**DATA LISTING:**
--------------------------------

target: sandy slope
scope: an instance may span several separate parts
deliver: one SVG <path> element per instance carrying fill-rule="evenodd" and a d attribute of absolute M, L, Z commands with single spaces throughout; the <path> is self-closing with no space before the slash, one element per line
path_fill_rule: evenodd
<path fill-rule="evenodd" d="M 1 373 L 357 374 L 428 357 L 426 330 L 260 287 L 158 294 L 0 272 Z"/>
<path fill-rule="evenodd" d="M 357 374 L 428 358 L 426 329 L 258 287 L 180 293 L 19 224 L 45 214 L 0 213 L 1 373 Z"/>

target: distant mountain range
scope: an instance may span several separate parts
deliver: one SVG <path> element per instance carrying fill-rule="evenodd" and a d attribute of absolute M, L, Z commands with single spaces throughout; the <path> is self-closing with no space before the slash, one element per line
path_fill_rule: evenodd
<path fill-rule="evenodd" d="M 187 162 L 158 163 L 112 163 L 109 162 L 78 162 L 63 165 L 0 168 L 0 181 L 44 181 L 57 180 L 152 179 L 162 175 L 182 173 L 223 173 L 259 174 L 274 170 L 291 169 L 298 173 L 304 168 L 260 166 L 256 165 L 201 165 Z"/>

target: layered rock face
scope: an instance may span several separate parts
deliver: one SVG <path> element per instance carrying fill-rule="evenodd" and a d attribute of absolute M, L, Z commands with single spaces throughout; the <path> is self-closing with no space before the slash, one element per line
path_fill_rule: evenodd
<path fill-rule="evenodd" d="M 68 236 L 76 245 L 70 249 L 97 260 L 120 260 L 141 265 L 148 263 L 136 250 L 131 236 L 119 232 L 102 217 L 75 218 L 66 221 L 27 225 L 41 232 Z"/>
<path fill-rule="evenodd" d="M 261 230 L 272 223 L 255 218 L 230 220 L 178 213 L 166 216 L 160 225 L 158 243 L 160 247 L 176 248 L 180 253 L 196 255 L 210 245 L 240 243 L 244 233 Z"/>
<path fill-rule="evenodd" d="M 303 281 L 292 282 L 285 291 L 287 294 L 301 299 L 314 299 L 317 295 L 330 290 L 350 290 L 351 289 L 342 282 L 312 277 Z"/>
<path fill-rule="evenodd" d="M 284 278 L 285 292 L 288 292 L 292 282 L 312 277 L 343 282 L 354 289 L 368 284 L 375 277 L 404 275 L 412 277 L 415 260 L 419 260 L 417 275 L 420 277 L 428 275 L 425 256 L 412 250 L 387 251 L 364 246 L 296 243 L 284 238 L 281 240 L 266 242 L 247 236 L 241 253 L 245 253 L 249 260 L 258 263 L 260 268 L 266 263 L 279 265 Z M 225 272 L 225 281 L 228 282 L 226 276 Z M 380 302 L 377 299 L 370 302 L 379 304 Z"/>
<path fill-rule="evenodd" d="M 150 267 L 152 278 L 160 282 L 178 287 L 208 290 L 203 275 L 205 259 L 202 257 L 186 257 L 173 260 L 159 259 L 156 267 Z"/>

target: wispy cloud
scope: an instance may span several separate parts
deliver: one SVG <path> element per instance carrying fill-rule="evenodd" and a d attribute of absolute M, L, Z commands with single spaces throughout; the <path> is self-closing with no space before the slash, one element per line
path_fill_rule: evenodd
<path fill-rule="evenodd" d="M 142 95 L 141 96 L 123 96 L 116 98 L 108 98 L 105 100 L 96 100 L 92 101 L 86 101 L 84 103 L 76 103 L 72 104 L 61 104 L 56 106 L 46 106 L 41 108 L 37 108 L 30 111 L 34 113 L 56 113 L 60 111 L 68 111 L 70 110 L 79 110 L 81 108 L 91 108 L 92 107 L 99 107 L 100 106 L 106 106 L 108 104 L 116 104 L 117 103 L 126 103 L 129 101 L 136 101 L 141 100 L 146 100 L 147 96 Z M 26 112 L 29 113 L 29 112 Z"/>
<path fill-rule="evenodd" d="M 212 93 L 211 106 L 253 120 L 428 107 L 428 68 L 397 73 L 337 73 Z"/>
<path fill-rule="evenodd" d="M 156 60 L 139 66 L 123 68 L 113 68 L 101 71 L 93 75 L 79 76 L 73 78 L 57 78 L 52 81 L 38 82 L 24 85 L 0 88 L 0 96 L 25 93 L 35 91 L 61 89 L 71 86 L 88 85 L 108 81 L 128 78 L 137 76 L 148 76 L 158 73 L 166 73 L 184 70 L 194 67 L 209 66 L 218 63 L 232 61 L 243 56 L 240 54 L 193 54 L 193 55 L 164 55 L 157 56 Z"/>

--------------------------------

**GOAL:**
Could you output all of the data above again, line for line and with no changes at all?

**THE SOLUTION:**
target: sandy slope
scope: an instance may span several separate parts
deliver: one SVG <path> element per instance carrying fill-rule="evenodd" and a d attribute of absolute M, L, Z commands with single spaces throughout; the <path> is self-closing with no space before the slash, one element per line
path_fill_rule: evenodd
<path fill-rule="evenodd" d="M 1 373 L 357 374 L 428 357 L 426 330 L 260 287 L 158 294 L 0 272 Z"/>
<path fill-rule="evenodd" d="M 357 374 L 428 358 L 426 329 L 258 287 L 180 293 L 19 224 L 45 214 L 0 213 L 1 373 Z"/>

target: distant mountain range
scope: an instance may span several separate parts
deliver: one SVG <path> element per instance carrying fill-rule="evenodd" and a d attribute of absolute M, L, Z commands with single spaces throughout; the <path> is self-closing with no space before the slash, one element per line
path_fill_rule: evenodd
<path fill-rule="evenodd" d="M 187 162 L 158 163 L 112 163 L 109 162 L 78 162 L 63 165 L 0 168 L 0 181 L 44 181 L 57 180 L 152 179 L 162 175 L 182 173 L 223 173 L 259 174 L 274 170 L 291 169 L 298 173 L 304 168 L 260 166 L 256 165 L 201 165 Z"/>

target: layered rock face
scope: an instance may span several separate parts
deliver: one SVG <path> element per instance carrying fill-rule="evenodd" and a d attribute of absolute M, L, Z commands with single spaces throughout; the <path> is self-closing with no space before the slash, one element per line
path_fill_rule: evenodd
<path fill-rule="evenodd" d="M 68 236 L 76 245 L 70 249 L 97 260 L 120 260 L 141 265 L 148 263 L 136 250 L 131 236 L 119 232 L 102 217 L 75 218 L 66 221 L 27 225 L 41 232 Z"/>
<path fill-rule="evenodd" d="M 261 230 L 272 223 L 255 218 L 230 220 L 178 213 L 166 216 L 160 225 L 158 243 L 160 247 L 176 248 L 180 253 L 196 255 L 210 245 L 240 243 L 244 233 Z"/>
<path fill-rule="evenodd" d="M 303 281 L 292 282 L 285 291 L 287 294 L 301 299 L 314 299 L 317 295 L 330 290 L 350 290 L 351 289 L 342 282 L 312 277 Z"/>
<path fill-rule="evenodd" d="M 284 278 L 285 292 L 288 292 L 292 282 L 312 277 L 343 282 L 354 289 L 368 284 L 375 277 L 404 275 L 412 277 L 415 260 L 419 260 L 417 275 L 420 277 L 428 275 L 425 256 L 412 250 L 387 251 L 364 246 L 296 243 L 284 238 L 281 240 L 266 242 L 247 236 L 241 253 L 245 253 L 249 260 L 258 263 L 260 268 L 266 263 L 279 265 Z M 225 272 L 225 281 L 228 282 L 226 276 Z M 380 302 L 377 299 L 370 302 L 379 304 Z"/>
<path fill-rule="evenodd" d="M 150 267 L 152 278 L 160 282 L 178 287 L 208 290 L 203 275 L 205 259 L 202 257 L 186 257 L 173 260 L 159 259 L 156 267 Z"/>

target: wispy cloud
scope: an instance may span several separate parts
deliver: one SVG <path> element per instance carrying fill-rule="evenodd" and a d attribute of absolute M, L, Z commands with single spaces throughout; the <path> is self-closing with no space before the slash, one element per line
path_fill_rule: evenodd
<path fill-rule="evenodd" d="M 142 95 L 141 96 L 123 96 L 116 98 L 108 98 L 105 100 L 96 100 L 92 101 L 86 101 L 84 103 L 76 103 L 72 104 L 61 104 L 56 106 L 46 106 L 41 108 L 37 108 L 30 111 L 34 113 L 56 113 L 60 111 L 68 111 L 70 110 L 79 110 L 81 108 L 91 108 L 92 107 L 99 107 L 100 106 L 106 106 L 108 104 L 116 104 L 117 103 L 126 103 L 129 101 L 136 101 L 141 100 L 146 100 L 147 96 Z M 26 112 L 29 113 L 29 112 Z"/>
<path fill-rule="evenodd" d="M 212 93 L 211 106 L 253 120 L 428 107 L 428 68 L 397 73 L 337 73 Z"/>
<path fill-rule="evenodd" d="M 156 60 L 139 66 L 123 68 L 113 68 L 101 71 L 93 75 L 79 76 L 73 78 L 57 78 L 52 81 L 38 82 L 24 85 L 0 88 L 0 96 L 25 93 L 35 91 L 61 89 L 71 86 L 88 85 L 108 81 L 128 78 L 137 76 L 148 76 L 158 73 L 166 73 L 184 70 L 194 67 L 209 66 L 218 63 L 232 61 L 243 56 L 240 54 L 193 54 L 193 55 L 164 55 L 157 56 Z"/>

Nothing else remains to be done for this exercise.